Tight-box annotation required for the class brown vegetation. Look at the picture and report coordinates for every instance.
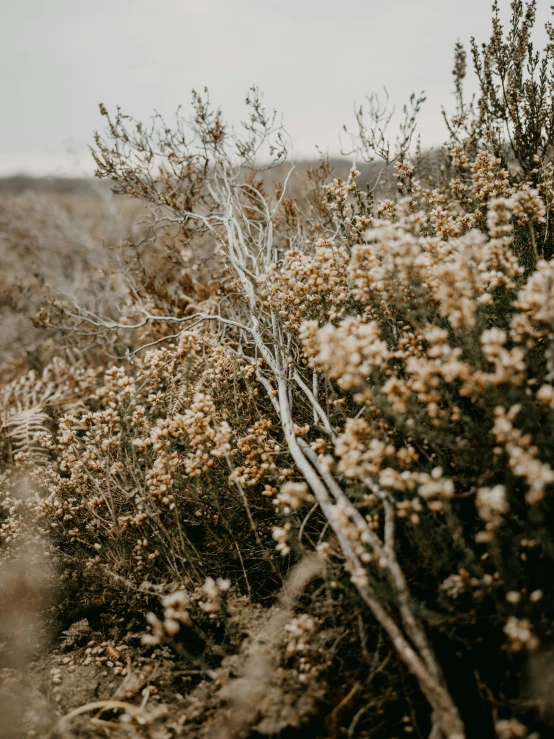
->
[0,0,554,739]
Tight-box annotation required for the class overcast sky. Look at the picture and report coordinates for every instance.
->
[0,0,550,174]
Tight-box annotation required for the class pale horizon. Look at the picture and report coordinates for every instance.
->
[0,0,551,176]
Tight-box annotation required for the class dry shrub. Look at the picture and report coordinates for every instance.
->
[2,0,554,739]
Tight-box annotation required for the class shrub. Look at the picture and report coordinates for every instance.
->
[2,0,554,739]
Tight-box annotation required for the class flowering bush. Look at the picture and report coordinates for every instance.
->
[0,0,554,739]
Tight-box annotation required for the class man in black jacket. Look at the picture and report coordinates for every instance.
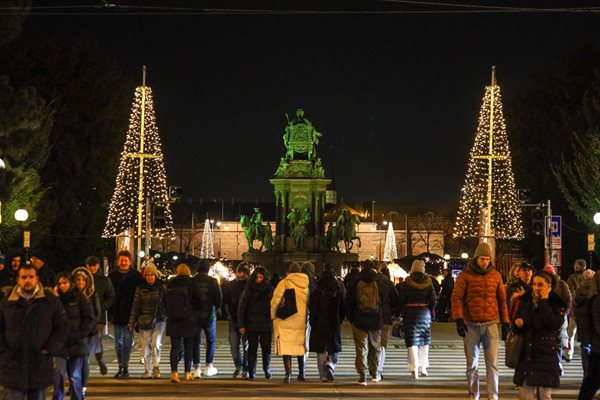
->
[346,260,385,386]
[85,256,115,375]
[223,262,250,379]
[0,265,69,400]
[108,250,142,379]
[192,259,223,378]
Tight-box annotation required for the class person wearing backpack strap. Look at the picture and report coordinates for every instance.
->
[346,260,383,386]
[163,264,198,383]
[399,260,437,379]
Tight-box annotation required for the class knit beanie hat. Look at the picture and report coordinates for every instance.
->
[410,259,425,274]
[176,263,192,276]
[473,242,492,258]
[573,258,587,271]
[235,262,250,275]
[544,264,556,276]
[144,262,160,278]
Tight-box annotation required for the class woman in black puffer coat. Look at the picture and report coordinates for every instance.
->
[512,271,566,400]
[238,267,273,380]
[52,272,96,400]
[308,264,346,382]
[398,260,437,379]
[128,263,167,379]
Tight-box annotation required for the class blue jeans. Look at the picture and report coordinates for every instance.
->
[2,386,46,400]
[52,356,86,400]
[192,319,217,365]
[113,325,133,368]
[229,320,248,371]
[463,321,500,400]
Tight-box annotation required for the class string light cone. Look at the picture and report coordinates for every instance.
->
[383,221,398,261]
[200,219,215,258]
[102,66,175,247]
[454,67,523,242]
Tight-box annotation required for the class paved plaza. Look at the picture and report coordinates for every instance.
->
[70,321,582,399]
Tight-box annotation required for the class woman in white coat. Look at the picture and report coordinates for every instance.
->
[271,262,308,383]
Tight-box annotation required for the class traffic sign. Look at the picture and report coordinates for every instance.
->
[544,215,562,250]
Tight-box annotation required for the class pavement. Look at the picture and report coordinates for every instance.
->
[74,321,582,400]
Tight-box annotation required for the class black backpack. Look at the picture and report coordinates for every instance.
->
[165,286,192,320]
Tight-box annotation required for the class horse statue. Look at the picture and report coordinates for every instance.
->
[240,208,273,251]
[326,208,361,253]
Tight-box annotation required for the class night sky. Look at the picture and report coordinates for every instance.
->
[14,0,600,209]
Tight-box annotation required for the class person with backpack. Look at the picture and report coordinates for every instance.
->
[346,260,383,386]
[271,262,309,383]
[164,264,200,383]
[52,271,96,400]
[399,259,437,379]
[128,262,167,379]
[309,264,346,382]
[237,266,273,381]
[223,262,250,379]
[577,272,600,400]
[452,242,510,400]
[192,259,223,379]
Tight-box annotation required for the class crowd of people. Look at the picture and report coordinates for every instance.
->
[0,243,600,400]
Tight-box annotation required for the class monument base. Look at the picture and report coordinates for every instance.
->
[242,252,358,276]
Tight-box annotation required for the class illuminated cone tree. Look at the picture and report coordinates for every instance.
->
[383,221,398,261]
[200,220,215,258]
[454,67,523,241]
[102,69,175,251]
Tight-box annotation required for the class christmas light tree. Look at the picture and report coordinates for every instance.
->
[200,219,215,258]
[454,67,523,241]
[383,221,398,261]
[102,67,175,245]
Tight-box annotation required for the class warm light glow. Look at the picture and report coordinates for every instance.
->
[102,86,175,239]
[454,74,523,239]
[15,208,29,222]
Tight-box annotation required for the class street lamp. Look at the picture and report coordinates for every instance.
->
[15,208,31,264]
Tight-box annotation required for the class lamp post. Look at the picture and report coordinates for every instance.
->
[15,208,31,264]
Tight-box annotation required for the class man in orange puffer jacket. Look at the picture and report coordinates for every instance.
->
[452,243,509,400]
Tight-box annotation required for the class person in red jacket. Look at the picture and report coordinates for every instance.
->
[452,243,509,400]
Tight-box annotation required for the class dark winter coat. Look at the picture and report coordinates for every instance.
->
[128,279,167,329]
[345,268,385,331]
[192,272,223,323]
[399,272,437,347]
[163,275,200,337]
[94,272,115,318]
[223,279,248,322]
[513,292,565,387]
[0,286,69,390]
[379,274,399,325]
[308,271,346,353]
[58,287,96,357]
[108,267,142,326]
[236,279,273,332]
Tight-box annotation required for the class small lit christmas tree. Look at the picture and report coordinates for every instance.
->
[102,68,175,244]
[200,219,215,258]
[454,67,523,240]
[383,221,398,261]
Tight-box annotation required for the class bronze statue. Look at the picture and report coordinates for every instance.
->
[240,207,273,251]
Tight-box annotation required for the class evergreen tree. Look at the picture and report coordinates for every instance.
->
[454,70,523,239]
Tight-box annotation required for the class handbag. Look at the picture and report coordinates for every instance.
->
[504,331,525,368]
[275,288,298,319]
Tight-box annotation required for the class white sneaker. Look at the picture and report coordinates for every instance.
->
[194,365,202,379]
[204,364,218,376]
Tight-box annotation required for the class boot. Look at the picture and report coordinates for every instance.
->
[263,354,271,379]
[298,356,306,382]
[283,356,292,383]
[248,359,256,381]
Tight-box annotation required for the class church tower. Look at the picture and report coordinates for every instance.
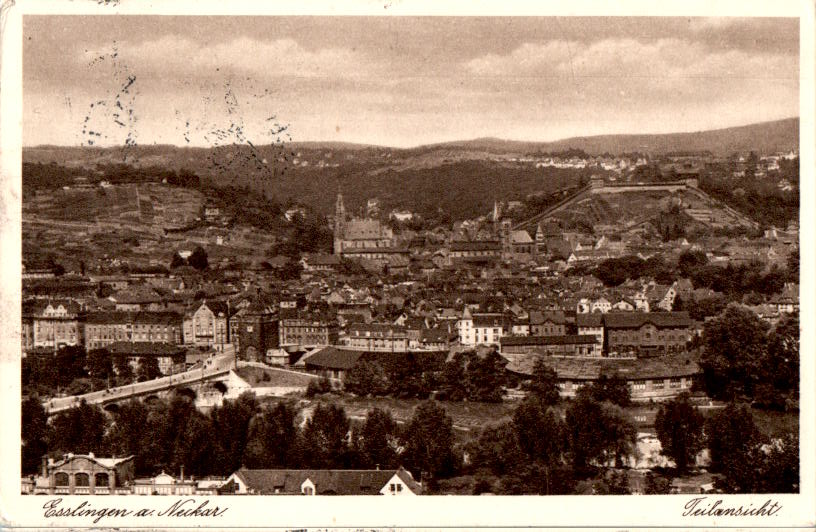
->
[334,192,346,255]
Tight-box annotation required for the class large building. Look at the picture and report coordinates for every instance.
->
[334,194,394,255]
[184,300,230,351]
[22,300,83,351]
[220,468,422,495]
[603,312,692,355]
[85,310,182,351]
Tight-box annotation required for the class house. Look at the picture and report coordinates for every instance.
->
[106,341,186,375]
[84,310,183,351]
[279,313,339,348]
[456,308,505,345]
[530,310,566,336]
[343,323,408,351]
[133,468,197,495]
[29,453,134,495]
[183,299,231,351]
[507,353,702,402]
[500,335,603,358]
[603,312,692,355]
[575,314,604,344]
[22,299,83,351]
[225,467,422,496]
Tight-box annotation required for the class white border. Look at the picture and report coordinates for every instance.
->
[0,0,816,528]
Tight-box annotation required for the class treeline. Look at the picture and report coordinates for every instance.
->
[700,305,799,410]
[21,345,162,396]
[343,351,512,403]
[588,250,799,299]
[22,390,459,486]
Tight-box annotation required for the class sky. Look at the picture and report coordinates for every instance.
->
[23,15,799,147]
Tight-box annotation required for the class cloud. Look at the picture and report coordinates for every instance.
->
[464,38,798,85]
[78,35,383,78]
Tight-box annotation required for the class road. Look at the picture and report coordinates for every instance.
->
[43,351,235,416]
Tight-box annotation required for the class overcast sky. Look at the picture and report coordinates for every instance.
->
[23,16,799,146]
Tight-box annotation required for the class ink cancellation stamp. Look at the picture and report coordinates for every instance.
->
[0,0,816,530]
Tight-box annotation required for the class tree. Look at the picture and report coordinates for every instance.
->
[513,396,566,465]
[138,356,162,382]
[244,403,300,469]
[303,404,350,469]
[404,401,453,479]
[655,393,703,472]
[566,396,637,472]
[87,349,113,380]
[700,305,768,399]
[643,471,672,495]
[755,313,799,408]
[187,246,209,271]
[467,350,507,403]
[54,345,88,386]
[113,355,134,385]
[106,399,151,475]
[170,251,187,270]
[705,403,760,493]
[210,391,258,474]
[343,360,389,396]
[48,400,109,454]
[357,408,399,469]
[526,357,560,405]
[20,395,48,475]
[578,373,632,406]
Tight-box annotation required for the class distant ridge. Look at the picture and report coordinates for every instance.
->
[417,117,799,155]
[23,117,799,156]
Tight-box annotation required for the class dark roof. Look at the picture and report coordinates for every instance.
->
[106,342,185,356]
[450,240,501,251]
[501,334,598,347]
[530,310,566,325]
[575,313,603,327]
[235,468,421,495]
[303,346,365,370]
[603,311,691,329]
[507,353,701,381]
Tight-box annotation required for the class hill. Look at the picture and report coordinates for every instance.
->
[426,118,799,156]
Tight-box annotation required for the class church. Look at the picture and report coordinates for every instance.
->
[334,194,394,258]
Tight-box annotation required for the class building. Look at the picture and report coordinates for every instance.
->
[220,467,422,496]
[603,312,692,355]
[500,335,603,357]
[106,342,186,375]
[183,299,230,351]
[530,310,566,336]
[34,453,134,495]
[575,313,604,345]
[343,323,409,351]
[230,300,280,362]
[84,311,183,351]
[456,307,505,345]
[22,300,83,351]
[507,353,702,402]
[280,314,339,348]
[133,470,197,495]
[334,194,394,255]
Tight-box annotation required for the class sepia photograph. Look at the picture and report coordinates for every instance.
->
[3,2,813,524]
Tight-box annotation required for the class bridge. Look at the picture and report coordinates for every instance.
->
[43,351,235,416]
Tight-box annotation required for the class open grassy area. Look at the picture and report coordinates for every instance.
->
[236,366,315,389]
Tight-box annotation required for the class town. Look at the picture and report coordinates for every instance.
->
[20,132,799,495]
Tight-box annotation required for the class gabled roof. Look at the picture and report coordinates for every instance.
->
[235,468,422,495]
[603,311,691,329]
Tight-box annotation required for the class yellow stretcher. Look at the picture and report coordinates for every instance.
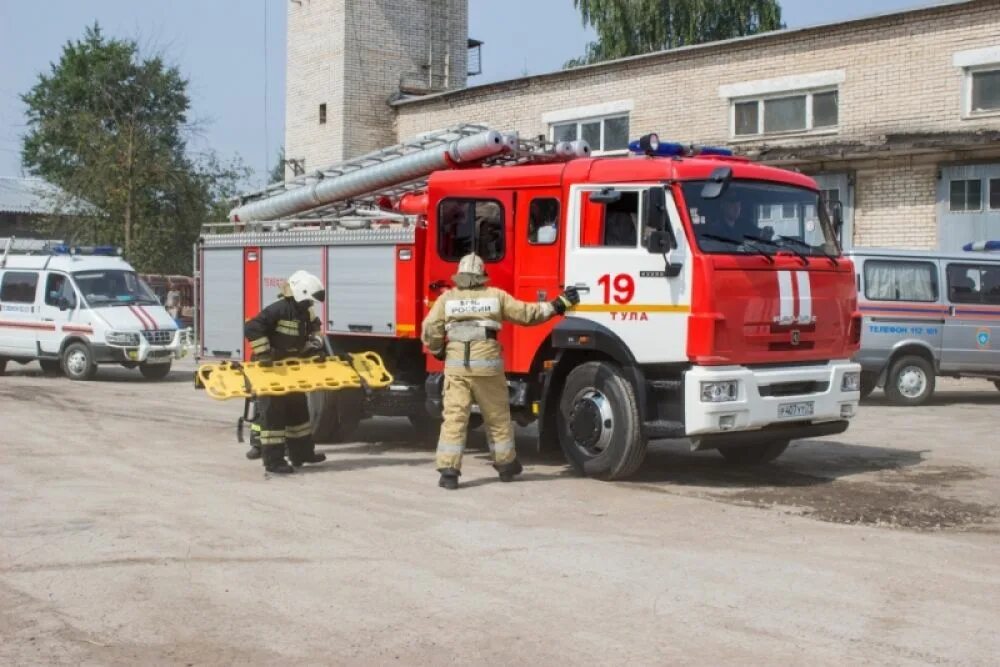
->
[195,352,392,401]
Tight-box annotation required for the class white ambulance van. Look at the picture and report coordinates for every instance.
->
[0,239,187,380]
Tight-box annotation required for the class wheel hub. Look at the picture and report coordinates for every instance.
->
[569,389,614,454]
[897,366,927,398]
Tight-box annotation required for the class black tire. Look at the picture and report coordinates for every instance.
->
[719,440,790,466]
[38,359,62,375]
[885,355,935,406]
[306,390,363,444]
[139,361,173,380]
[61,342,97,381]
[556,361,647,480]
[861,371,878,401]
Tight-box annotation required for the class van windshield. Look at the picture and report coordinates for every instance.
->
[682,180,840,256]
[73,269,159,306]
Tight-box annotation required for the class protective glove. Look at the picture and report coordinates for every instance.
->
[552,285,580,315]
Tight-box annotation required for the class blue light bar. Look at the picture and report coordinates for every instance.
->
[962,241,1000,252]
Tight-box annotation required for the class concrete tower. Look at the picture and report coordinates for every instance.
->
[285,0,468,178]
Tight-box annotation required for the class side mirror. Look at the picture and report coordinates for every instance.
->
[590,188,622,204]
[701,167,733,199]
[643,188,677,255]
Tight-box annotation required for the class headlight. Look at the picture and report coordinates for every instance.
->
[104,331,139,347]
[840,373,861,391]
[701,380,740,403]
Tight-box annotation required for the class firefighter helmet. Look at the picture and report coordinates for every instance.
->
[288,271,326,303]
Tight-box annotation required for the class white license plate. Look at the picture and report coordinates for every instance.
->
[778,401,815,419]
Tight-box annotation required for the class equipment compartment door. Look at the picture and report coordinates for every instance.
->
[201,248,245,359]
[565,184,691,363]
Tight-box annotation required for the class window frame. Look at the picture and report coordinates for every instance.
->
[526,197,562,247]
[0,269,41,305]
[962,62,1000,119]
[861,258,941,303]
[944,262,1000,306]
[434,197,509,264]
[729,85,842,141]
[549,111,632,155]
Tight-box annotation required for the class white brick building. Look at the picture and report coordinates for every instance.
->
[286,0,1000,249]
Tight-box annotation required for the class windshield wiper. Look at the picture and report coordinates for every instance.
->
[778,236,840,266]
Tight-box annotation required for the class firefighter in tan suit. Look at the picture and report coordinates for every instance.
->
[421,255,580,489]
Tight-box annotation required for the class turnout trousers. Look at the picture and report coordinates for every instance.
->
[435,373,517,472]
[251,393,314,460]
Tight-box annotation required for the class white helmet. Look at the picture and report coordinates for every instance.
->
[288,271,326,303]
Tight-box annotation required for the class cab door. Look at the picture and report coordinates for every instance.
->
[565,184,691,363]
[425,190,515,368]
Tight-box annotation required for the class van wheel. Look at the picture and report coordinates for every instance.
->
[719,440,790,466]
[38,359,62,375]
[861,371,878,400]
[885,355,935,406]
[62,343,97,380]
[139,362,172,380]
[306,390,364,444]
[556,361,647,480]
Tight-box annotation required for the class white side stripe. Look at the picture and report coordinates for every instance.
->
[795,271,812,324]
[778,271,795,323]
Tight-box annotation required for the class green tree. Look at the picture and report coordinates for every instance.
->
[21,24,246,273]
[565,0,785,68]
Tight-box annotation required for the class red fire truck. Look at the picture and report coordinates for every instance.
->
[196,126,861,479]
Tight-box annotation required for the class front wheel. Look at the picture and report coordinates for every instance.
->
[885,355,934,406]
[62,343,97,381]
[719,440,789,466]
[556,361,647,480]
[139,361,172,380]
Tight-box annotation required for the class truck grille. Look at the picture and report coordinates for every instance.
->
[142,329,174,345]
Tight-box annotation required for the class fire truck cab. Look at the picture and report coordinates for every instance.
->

────────────────

:: What to produce ::
Copy the rows above exactly, starting with the line containing "Tight-box annotation required for the class equipment" and ending with the line containing "[286,0,1000,249]", both lines included. Give nothing else.

:: Output of the exercise ::
Tight-box annotation required for the class equipment compartment door. Look at the picture and report coordinates for every instance.
->
[201,248,245,359]
[565,184,691,363]
Tight-box annotation required for the class window frame. Look at the picture and report coordinates for every instance.
->
[526,197,562,247]
[0,269,41,305]
[962,62,1000,119]
[861,258,941,303]
[944,262,1000,306]
[434,197,509,264]
[729,85,842,141]
[549,111,632,155]
Tight-box annotation required for the class white brick building. Look at the picture and report coordinates for every instance.
->
[286,0,1000,249]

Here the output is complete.